"""

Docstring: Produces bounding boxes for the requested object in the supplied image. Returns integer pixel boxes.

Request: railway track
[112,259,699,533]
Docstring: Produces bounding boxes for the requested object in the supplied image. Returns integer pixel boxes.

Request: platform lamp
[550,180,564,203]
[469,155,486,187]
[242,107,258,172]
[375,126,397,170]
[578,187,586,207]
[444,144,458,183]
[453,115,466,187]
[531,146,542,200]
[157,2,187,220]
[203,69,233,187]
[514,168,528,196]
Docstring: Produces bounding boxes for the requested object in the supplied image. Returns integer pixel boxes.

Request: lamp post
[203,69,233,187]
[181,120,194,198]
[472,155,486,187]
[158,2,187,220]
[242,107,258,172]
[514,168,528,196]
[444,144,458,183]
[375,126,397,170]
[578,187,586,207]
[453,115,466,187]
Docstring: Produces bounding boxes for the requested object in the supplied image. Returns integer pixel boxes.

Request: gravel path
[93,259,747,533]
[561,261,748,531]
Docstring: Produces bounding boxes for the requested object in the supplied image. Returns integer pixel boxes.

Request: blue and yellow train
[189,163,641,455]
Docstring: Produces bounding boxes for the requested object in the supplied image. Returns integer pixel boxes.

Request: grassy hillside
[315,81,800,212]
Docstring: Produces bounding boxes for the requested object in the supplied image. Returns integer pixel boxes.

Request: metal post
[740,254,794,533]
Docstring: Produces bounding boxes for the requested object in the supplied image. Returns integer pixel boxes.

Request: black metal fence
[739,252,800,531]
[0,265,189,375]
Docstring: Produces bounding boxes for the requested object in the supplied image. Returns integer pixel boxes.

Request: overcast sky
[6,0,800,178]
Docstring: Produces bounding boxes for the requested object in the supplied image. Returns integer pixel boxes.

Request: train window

"""

■ **Objective**
Count the lines in the items above that contain the string "post", and give only the number.

■ **Solution for this problem**
2